• _Extracto facilitado_:

────────────────────────────────────────

En el universo de Brian Yuzna (La novia de re-animator), lo lovecraftiano y lo cronenbergiano se entremezclaron para que surgiese algo diferente. Este cineasta de origen filipino había debutado como productor de dos películas inspirados en obras del escritor de Providence, Re-animator y Re-sonator. Ya en su primer filme como realizador, Yuzna hallaría su mayor aportación al género fantástico: la concepción de grotescas escenas donde lo terrorífico se desplaza hacia lo orgíastico en una fiesta erótica perturbadora, pero menos oscura que los horrores sadomasoquistas del Clive Barker de Hellraiser. Estas secuencias de monstruosidad grupal se convertirían en marca de la casa, e irían reapareciendo en obras posteriores.

Que sea paranoico no quiere decir que no me persigan

El primer proyecto donde las incluiría sería su ópera prima Society, derivada de un tema que trabajaba con Dan O'Bannon, el ideólogo de esa Alien que quería sacudir los fundamentos androcéntricos del género. Ese libreto trataba de una mujer que descubría que todos los hombres eran alienígenas. O'Bannon abandonó el proyecto, pero sus ideas sobrevolaron el tratamiento que Yuzna dio a otro guión, centrado en un chico que cree que sus padres pertenecen a una sociedad secreta.

────────────────────────────────────────

• _Datos proporcionados_:

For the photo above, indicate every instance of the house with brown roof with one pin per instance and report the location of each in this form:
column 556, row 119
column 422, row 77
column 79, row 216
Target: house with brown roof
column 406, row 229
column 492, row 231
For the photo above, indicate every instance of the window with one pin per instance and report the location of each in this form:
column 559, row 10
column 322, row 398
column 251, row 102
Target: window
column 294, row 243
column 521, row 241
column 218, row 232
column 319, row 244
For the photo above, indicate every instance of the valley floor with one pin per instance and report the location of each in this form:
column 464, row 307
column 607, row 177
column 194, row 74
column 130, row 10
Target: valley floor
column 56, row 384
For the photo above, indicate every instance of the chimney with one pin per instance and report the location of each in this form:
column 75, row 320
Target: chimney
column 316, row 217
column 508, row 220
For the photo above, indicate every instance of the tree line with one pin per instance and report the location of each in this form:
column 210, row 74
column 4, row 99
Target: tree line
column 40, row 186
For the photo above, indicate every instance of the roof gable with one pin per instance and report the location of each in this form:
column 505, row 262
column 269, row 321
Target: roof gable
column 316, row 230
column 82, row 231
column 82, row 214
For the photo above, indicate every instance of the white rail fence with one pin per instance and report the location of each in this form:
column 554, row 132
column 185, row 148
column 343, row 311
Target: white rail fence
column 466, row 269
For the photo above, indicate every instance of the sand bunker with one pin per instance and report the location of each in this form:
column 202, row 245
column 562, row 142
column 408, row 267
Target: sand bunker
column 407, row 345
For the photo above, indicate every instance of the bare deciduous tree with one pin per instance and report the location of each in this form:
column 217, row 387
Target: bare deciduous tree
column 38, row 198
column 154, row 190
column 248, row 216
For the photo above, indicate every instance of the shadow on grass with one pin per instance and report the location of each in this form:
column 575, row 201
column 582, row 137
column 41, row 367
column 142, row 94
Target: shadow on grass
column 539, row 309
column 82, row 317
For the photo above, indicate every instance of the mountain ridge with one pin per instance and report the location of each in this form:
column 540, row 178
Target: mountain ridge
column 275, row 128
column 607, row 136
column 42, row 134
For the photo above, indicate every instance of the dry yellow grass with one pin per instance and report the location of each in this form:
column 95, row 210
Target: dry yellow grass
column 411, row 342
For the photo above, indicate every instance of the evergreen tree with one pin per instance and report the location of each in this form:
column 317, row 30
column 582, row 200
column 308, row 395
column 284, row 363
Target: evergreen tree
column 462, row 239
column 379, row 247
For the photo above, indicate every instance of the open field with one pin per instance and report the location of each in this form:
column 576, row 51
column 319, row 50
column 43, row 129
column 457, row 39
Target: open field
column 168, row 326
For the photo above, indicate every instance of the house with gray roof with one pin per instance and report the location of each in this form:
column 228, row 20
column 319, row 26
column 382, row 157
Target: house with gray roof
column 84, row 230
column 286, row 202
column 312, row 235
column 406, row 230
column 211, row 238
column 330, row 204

────────────────────────────────────────

• _Tarea_: ¿Puedes transcribir completo y sin ningún cambio el texto sobre Brian Yuzna? Las filas no tienen ningún papel aquí.

• _Resultado_:
En el universo de Brian Yuzna (La novia de re-animator), lo lovecraftiano y lo cronenbergiano se entremezclaron para que surgiese algo diferente. Este cineasta de origen filipino había debutado como productor de dos películas inspirados en obras del escritor de Providence, Re-animator y Re-sonator. Ya en su primer filme como realizador, Yuzna hallaría su mayor aportación al género fantástico: la concepción de grotescas escenas donde lo terrorífico se desplaza hacia lo orgíastico en una fiesta erótica perturbadora, pero menos oscura que los horrores sadomasoquistas del Clive Barker de Hellraiser. Estas secuencias de monstruosidad grupal se convertirían en marca de la casa, e irían reapareciendo en obras posteriores.

Que sea paranoico no quiere decir que no me persigan

El primer proyecto donde las incluiría sería su ópera prima Society, derivada de un tema que trabajaba con Dan O'Bannon, el ideólogo de esa Alien que quería sacudir los fundamentos androcéntricos del género. Ese libreto trataba de una mujer que descubría que todos los hombres eran alienígenas. O'Bannon abandonó el proyecto, pero sus ideas sobrevolaron el tratamiento que Yuzna dio a otro guión, centrado en un chico que cree que sus padres pertenecen a una sociedad secreta.